* _SET EXERCISE 1_: From the interview about the travel book, list every city named along the route of the journey, in the order the text gives them.
* _SET EXERCISE 2_: Rewrite the passage of the interview about the travel book that begins with "As the scenery" and ends with "in this journey?", changing "tetchy" to "irritable".
* _SET EXERCISE 3_: Pick up the interview about the travel book after its final sentence and keep writing.

** begin SOURCE EXTRACT **

As the scenery changes in the book – from Bengaluru to Hyderabad, Hyderabad to Nagpur, Nagpur to Jhansi and Jhansi to Delhi – so does its tone. Start of the book, I find the author more relaxed and self-assured, only to see him getting tetchy towards the end of his 22 days journey; the heroine of the story and his travel companion, Nataunki, rivalling his mood as if by design. I wonder if it has anything to do with the hardships he and Nataunki have faced in this journey?

“Not at all. The trip was as safe as could be with not a single lorry-driver, car-driver or anyone wanting to run me off the road. Everyone I met on the road were all encouragement, advice and amazement,” he says, explaining as the real reason for his irritation as not the hardships he faced, but the levels of poverty he saw the further north he went. “The mental fatigue of staying motivated, the physical effort of the journey, the emotions wrought by the people I met, many of whom lived extremely difficult lives contributed to the tetchiness.”

“So, given the experiences you had, would you do this trip again?” I ask him.

“I would do it in a trice, but I would go slower this time, indulge myself and the people I meet a lot more,” Franks replies, adding how he would also like to get off the main highways to explore the life in villages. Apparently, the India that you see from the highways is all too “taka-tak”. However, the more inside you go, through dirt tracks and kutcha roads, the more you get closer to discovering the real India.

** end SOURCE EXTRACT **
** begin ENTRIES **

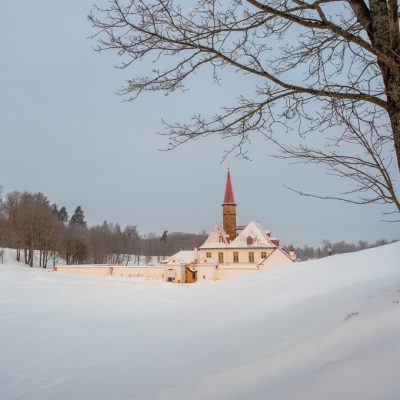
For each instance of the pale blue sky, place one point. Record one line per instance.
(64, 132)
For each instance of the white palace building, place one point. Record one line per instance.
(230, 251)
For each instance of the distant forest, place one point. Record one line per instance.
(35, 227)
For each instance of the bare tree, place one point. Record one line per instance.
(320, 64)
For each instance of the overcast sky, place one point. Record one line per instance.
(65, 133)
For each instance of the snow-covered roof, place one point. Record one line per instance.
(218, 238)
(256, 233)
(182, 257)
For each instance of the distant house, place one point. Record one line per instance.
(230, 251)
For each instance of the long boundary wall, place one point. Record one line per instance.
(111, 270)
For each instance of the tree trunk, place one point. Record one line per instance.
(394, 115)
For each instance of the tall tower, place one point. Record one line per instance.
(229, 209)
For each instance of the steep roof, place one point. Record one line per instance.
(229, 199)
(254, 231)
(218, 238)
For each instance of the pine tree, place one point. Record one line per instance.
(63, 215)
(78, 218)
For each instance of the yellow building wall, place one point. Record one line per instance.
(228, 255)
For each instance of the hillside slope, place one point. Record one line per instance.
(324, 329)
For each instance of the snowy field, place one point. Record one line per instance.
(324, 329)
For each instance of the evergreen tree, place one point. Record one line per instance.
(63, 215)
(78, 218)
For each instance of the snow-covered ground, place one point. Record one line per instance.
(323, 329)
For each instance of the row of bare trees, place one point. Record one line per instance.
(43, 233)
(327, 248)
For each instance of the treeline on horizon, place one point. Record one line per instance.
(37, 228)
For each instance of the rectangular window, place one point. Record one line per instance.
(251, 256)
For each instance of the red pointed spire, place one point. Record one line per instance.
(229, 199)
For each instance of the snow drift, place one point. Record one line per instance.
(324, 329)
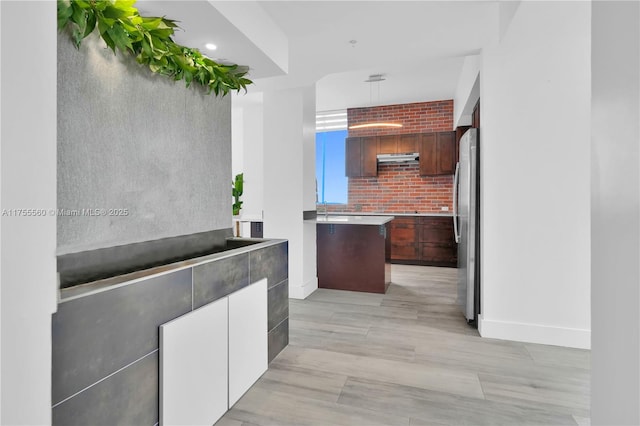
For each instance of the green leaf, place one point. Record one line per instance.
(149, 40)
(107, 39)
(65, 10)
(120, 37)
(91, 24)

** end ENTRIES **
** begin ENTRIES **

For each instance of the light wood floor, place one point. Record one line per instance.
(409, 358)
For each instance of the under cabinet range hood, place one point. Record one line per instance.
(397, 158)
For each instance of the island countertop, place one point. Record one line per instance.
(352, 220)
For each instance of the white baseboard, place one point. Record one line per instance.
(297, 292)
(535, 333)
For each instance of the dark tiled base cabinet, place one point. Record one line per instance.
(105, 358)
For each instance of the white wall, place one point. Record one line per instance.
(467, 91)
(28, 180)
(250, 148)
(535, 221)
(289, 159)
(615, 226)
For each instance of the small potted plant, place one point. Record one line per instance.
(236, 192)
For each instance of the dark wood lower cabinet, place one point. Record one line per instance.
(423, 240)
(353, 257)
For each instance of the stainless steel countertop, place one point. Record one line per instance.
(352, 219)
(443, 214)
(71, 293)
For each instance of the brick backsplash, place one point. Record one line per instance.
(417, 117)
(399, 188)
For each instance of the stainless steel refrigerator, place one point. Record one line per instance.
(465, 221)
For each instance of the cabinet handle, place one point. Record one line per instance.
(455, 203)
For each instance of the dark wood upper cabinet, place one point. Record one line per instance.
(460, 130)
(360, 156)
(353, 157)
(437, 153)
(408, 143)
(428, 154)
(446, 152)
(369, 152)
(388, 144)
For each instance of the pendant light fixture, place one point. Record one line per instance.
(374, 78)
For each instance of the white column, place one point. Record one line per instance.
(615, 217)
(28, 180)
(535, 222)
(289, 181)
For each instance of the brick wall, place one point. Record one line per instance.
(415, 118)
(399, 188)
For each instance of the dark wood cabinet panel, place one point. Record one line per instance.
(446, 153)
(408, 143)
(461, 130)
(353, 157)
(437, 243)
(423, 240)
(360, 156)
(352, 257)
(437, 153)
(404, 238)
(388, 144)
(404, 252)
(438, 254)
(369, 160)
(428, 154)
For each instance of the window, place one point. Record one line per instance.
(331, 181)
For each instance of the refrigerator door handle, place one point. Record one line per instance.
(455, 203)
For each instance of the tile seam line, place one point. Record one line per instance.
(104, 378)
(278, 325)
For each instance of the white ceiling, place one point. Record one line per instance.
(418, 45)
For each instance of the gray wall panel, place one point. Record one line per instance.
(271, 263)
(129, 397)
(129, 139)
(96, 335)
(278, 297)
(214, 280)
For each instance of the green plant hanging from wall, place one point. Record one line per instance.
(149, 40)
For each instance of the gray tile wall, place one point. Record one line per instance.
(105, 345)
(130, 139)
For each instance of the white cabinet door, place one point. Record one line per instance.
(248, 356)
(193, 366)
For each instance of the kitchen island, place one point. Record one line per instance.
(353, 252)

** end ENTRIES **

* _RESPONSE 1_: Bengaluru, Hyderabad, Nagpur, Jhansi, Delhi

* _RESPONSE 2_:
As the scenery changes in the book – from Bengaluru to Hyderabad, Hyderabad to Nagpur, Nagpur to Jhansi and Jhansi to Delhi – so does its tone. Start of the book, I find the author more relaxed and self-assured, only to see him getting irritable towards the end of his 22 days journey; the heroine of the story and his travel companion, Nataunki, rivalling his mood as if by design. I wonder if it has anything to do with the hardships he and Nataunki have faced in this journey?

* _RESPONSE 3_:
Lastly, since the book is a bit hatke from other books flooding the literary space in India, I pose my last question to Franks’ literary agent, Kanishka Gupta of the Writer’s Side: “how difficult was it to sell this book?”

“When my editor and I read the first draft we were certain that every single publisher would offer on the book. Unfortunately, that wasn’t the case and the book was rejected by almost everyone,” says Gupta. “Many publishers didn’t even read the entire manuscript. Those who did, and liked it, felt it was too dated as the entire purpose of the journey was to make it to the 2010 Commonwealth Games. Ultimately, it was Dharini Bhaskar, then with Rupa and Co., who made an offer conditional to the author cutting down the length drastically. (Even so) it took her months to convince her bosses to sign it up.”

Well, perhaps the book had just as exciting a journey to make as its author and his bicycle, Nataunki.